START

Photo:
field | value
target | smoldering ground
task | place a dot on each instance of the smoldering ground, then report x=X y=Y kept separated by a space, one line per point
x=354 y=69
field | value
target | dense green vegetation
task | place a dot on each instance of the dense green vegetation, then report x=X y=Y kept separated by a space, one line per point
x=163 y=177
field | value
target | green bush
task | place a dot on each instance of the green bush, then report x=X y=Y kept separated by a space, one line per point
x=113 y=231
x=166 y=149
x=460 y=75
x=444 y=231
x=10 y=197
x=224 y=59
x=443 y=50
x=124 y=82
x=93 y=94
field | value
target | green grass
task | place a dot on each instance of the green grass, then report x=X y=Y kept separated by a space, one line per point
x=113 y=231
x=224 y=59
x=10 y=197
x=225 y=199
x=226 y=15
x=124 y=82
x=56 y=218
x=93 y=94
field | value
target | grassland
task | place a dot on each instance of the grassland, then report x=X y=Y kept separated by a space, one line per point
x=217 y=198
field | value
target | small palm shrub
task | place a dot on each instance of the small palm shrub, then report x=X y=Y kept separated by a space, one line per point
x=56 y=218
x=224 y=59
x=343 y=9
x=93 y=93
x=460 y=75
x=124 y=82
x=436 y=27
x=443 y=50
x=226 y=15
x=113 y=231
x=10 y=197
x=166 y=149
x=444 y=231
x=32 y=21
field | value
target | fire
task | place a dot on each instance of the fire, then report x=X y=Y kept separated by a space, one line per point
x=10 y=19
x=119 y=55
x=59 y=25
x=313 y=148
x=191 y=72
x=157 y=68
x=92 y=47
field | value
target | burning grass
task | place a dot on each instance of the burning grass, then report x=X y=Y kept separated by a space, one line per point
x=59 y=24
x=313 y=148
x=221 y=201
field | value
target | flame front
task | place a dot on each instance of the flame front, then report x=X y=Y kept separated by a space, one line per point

END

Retype the whole listing above exactly.

Photo:
field | value
target | smoldering ground
task | place a dot on each instance of the smoldering ground, then report x=X y=Y kept separated by a space, one line per point
x=354 y=69
field | value
target | dense green vegetation
task | place a dot on each instance of the dense green vegetation, then report x=X y=Y kept separated by a space, one line per point
x=163 y=177
field | value
target | green bush
task | place a dot on each instance of the green bush, then report x=X y=Y kept separated by a space, one line per point
x=113 y=231
x=166 y=149
x=460 y=75
x=444 y=231
x=10 y=197
x=224 y=59
x=443 y=50
x=124 y=82
x=93 y=94
field | value
target | green grass
task | place a dot on each instance of the green grass, then report x=X y=Y kept separated by a space, one line per point
x=113 y=231
x=224 y=59
x=10 y=197
x=225 y=199
x=226 y=15
x=124 y=82
x=56 y=218
x=93 y=94
field | value
target | grassland
task | place a dot on each instance of the grassland, then report x=X y=Y kept separated by a space, one line per point
x=217 y=198
field | value
target | small palm shrub
task | place a dot on each instance of the small palm shrub, then report x=X y=Y kept separated by a space, one line per point
x=56 y=218
x=224 y=59
x=343 y=9
x=93 y=93
x=460 y=75
x=124 y=82
x=436 y=27
x=443 y=50
x=226 y=15
x=113 y=231
x=10 y=197
x=166 y=149
x=444 y=231
x=32 y=21
field | value
target | fire
task | place a dot on each instance of the fire, then report x=X y=Y kept separated by a space, one line per point
x=10 y=19
x=119 y=55
x=59 y=25
x=313 y=148
x=191 y=72
x=157 y=68
x=92 y=47
field | value
target | burning grass
task | place a dot on each instance of the burning grass, then report x=X y=Y kept separated by a space, one line per point
x=59 y=24
x=313 y=148
x=221 y=201
field | value
target | flame front
task | place a dot on each instance of the flame front, then report x=X y=Y kept separated by a space, one line per point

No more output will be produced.